WRITTEN REQUEST 1: In the post on IFX memory management functions, reproduce everything from "i32 @for_alloc_allocatable(i64 , i8**" down to "i32 @for_dealloc_allocatable(i8* nocapture readonly , i32 )", swapping each "nocapture" for "noalias".
WRITTEN REQUEST 2: How many lines of the records contain the string "mask"? Case counts. Reply with the number only.

PAGE EXTRACT:
-- begin --
Add support for IFX RTL Memory Management Functions

[l90lpa]

Add Support for IFX RTL Memory Management Functions

I'm looking to add support for the following IFX runtime library memory management, that are present in MOM6:

i32 @for_alloc_allocatable_handle(i64, i8** nocapture , i32 , i8* ) 
i32 @for_alloc_allocatable(i64 , i8** nocapture , i32 ) 
i32 @for_allocate_handle(i64 , i8** nocapture , i32 , i8* ) 
i32 @for_allocate(i64 , i8** nocapture , i32 ) 
i32 @for_dealloc_allocatable_handle(i8* nocapture readonly , i32 , i8* ) 
i32 @for_dealloc_allocatable(i8* nocapture readonly , i32 ) 
i32 @for_deallocate(i8* nocapture readonly , i32 )
-- end --
DATA EXTRACT:
-- begin --
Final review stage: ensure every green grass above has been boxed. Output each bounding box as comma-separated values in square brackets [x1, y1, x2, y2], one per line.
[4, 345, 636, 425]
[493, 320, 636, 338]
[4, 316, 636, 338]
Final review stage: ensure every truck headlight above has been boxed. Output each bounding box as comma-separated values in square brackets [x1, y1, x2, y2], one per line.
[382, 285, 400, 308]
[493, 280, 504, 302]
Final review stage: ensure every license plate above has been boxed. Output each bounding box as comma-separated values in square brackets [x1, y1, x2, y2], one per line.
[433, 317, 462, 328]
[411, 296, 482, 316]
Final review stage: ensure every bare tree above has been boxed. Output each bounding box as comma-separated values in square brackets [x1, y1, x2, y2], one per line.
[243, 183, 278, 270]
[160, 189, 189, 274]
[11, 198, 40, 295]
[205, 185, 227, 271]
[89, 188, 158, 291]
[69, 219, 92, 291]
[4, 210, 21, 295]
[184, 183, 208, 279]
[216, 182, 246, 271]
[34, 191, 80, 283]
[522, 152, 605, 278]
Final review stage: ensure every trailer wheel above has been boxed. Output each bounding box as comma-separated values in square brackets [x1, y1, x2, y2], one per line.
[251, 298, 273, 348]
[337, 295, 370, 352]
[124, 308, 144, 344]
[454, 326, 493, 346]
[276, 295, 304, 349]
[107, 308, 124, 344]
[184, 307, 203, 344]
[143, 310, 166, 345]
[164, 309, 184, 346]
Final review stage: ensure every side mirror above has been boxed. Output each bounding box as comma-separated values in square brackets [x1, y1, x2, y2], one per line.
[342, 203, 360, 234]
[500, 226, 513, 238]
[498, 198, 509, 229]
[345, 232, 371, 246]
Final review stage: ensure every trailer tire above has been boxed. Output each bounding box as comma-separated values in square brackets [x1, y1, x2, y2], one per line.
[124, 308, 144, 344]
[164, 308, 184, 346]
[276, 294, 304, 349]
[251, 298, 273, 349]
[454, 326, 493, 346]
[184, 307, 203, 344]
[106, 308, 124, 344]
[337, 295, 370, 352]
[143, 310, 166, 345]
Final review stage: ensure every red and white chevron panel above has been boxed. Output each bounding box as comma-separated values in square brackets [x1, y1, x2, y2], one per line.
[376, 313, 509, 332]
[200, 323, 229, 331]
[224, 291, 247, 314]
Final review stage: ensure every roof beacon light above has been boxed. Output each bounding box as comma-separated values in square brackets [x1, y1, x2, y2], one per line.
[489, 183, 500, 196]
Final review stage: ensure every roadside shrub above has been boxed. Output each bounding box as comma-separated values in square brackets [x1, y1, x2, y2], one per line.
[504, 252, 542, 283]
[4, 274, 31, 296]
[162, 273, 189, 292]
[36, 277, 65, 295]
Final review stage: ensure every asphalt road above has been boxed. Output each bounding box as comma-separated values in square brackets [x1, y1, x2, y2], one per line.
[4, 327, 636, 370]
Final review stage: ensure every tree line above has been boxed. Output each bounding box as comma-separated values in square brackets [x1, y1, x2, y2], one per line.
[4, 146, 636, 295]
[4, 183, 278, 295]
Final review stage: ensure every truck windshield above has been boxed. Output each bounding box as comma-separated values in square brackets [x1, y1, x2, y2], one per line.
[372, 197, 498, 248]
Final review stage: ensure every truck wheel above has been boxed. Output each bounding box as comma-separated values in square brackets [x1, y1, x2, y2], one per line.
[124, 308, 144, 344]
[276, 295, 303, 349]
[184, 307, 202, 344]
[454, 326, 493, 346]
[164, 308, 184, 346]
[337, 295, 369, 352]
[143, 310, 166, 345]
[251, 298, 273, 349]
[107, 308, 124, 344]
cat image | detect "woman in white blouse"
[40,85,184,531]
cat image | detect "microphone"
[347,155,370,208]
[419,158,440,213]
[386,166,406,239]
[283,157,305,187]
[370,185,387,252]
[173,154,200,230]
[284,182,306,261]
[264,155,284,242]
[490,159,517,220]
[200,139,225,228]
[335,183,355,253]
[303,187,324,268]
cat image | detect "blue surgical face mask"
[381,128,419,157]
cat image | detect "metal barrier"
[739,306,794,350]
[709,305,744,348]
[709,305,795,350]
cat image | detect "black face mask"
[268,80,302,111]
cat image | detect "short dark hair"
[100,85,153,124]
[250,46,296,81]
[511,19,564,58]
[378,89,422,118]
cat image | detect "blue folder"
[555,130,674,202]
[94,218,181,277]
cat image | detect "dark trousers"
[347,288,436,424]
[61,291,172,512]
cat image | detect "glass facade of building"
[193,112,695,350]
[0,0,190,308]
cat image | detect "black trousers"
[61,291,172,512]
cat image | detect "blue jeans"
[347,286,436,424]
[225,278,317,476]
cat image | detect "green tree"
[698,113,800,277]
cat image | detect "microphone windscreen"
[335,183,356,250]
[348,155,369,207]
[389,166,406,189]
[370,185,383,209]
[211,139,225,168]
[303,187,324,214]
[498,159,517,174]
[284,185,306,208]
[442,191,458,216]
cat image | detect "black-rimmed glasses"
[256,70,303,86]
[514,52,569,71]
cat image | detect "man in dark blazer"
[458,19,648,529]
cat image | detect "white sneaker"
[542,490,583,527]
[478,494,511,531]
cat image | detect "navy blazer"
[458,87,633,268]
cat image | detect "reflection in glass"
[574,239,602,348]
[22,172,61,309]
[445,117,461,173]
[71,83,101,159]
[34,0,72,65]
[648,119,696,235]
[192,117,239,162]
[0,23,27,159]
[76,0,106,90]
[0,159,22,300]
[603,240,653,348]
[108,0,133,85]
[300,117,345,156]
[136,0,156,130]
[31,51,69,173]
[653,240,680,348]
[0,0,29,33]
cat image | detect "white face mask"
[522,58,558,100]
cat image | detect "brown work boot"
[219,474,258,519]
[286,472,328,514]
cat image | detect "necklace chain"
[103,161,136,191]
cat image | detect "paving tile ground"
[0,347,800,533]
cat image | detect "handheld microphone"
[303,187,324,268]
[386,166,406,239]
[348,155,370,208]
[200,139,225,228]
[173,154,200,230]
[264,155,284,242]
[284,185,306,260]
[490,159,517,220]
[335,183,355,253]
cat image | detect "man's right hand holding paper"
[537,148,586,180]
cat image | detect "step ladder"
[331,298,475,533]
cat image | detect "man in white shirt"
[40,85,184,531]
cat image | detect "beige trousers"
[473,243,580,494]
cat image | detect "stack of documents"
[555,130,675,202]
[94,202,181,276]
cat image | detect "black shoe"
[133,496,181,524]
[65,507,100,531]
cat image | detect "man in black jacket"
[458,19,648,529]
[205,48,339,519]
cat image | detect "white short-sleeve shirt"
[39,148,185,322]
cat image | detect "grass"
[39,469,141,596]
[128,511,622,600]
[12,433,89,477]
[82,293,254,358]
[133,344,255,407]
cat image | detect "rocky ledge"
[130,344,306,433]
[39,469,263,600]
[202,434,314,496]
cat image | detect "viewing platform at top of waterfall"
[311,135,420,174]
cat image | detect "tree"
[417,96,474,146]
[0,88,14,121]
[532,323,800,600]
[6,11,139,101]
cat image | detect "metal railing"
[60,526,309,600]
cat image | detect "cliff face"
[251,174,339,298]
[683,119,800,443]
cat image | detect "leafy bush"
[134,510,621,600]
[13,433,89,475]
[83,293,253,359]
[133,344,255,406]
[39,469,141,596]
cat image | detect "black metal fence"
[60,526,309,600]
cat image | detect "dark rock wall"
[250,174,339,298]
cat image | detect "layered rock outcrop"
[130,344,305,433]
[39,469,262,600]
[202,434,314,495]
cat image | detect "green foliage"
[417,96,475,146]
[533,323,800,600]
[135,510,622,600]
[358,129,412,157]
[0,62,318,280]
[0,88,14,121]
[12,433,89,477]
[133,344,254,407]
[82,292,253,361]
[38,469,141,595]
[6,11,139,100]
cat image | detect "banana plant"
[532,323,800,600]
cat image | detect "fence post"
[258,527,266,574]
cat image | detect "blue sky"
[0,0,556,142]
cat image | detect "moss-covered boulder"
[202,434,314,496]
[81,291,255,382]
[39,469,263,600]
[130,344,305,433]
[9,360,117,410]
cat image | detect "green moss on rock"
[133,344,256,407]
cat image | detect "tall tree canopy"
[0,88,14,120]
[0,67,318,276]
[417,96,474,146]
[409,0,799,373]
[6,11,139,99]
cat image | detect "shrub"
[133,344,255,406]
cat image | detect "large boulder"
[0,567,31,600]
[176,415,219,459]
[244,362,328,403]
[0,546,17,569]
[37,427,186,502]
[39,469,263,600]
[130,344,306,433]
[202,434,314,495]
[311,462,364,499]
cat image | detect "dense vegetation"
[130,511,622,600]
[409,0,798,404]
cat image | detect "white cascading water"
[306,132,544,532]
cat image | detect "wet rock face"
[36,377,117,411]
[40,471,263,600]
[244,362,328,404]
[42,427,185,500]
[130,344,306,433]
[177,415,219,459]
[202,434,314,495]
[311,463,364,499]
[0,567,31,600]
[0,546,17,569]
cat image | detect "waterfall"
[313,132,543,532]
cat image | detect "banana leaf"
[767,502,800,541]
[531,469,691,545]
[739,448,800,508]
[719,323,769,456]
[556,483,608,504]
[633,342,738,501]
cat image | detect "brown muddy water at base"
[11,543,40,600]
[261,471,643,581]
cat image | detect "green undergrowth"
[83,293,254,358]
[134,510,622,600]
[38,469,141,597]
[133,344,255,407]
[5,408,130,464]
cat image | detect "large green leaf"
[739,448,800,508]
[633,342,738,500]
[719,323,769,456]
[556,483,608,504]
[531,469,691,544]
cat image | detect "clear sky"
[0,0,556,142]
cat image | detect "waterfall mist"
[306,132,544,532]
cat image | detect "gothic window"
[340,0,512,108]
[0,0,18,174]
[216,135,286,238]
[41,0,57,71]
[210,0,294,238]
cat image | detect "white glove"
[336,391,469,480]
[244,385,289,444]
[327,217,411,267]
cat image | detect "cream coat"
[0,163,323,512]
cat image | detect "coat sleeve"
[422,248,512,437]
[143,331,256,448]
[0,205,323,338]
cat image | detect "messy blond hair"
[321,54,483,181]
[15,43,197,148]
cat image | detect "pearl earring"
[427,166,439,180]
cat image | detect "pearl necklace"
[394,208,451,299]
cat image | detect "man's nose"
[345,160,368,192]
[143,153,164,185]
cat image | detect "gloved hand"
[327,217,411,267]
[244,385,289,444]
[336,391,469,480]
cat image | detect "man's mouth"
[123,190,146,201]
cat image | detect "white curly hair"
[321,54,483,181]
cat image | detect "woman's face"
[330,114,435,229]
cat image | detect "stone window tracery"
-- end --
TASK RESULT 1:
i32 @for_alloc_allocatable(i64 , i8** noalias , i32 ) 
i32 @for_allocate_handle(i64 , i8** noalias , i32 , i8* ) 
i32 @for_allocate(i64 , i8** noalias , i32 ) 
i32 @for_dealloc_allocatable_handle(i8* noalias readonly , i32 , i8* ) 
i32 @for_dealloc_allocatable(i8* noalias readonly , i32 )

TASK RESULT 2: 3